══ EXTRACTED DATA

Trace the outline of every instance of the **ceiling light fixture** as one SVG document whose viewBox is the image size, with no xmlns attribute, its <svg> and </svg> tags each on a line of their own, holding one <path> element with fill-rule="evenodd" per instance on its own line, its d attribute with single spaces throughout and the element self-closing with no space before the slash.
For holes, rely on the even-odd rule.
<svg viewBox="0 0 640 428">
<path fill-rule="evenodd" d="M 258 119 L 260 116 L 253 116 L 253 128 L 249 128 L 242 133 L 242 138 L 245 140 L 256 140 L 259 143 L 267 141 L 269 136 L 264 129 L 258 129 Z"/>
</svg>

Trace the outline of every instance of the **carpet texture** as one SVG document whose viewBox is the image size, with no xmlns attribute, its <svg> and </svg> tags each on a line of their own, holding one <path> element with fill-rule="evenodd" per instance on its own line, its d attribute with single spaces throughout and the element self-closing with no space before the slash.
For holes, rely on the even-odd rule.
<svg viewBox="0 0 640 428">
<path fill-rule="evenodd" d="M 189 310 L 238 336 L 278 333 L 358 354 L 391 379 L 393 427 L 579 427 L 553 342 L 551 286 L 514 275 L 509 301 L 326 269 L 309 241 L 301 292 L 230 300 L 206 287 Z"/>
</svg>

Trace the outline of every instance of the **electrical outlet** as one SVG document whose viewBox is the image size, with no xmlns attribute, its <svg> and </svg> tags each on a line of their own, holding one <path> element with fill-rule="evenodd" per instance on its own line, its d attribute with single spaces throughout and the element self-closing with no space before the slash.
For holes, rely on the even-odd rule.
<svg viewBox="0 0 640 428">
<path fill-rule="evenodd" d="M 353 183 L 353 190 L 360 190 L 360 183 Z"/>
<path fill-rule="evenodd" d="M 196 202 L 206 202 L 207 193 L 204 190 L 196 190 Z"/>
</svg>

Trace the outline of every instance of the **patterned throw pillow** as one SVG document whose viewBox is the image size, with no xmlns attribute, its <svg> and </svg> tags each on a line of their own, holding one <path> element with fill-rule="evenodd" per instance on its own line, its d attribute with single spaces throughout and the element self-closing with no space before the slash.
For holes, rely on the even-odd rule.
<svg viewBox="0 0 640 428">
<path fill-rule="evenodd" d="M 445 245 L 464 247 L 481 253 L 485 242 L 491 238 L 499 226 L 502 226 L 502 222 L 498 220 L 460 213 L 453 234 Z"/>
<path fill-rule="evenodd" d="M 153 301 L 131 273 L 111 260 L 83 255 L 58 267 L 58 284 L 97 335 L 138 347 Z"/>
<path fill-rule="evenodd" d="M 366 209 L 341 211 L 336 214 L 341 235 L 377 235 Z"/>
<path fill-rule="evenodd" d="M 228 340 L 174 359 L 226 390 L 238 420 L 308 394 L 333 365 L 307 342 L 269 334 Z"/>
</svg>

════

**WORK ORDER**
Print out the data exactly once more.

**SOLVED EXERCISE**
Trace the outline of every instance of the **ceiling light fixture** as one SVG document whose viewBox is the image size, with no xmlns attribute, its <svg> and </svg> tags each on a line of their own, holding one <path> element with fill-rule="evenodd" per instance on its own line, its d attribute with single spaces throughout and the element self-closing with no space before the slash.
For holes, rely on the even-odd rule.
<svg viewBox="0 0 640 428">
<path fill-rule="evenodd" d="M 258 119 L 260 116 L 253 116 L 253 128 L 249 128 L 242 133 L 242 138 L 245 140 L 256 140 L 259 143 L 267 141 L 269 136 L 264 129 L 258 129 Z"/>
</svg>

Trace the outline of every instance of the **carpet texture** as one SVG document whose viewBox is the image size, with no xmlns attribute, its <svg> and </svg> tags each on a line of their own, holding one <path> element with fill-rule="evenodd" per instance on its own line, its d attribute with single spaces throughout and the element self-closing with no space before the slash.
For holes, rely on the even-odd rule.
<svg viewBox="0 0 640 428">
<path fill-rule="evenodd" d="M 189 310 L 238 336 L 278 333 L 358 354 L 391 379 L 393 427 L 579 427 L 553 342 L 551 286 L 514 275 L 509 301 L 326 269 L 309 241 L 301 292 L 230 300 L 206 287 Z"/>
</svg>

Trace the outline of every instance of the **electrical outlet** as one SVG document whose viewBox is the image size, with no xmlns attribute, its <svg> and </svg> tags each on a line of their own, holding one <path> element with fill-rule="evenodd" per instance on its own line, its d attribute with single spaces throughout and the element self-closing with no space before the slash.
For holes, rely on the even-odd rule.
<svg viewBox="0 0 640 428">
<path fill-rule="evenodd" d="M 353 183 L 353 190 L 360 190 L 360 183 Z"/>
<path fill-rule="evenodd" d="M 196 202 L 206 202 L 207 193 L 204 190 L 196 190 Z"/>
</svg>

Trace the outline of every instance of the **patterned throw pillow** as one SVG document whose viewBox is the image size, with no xmlns attribute, its <svg> and </svg> tags each on a line of their own, holding one <path> element with fill-rule="evenodd" per instance on its own line, its d attribute with single spaces throughout and the element self-closing with no space before the slash.
For holes, rely on the even-odd rule.
<svg viewBox="0 0 640 428">
<path fill-rule="evenodd" d="M 445 245 L 464 247 L 481 253 L 485 242 L 491 238 L 499 226 L 502 226 L 502 222 L 498 220 L 460 213 L 453 234 Z"/>
<path fill-rule="evenodd" d="M 153 301 L 131 273 L 111 260 L 83 255 L 58 267 L 58 284 L 97 335 L 138 347 Z"/>
<path fill-rule="evenodd" d="M 366 209 L 341 211 L 336 214 L 341 235 L 377 235 Z"/>
<path fill-rule="evenodd" d="M 228 340 L 174 359 L 226 390 L 238 420 L 308 394 L 333 365 L 307 342 L 269 334 Z"/>
</svg>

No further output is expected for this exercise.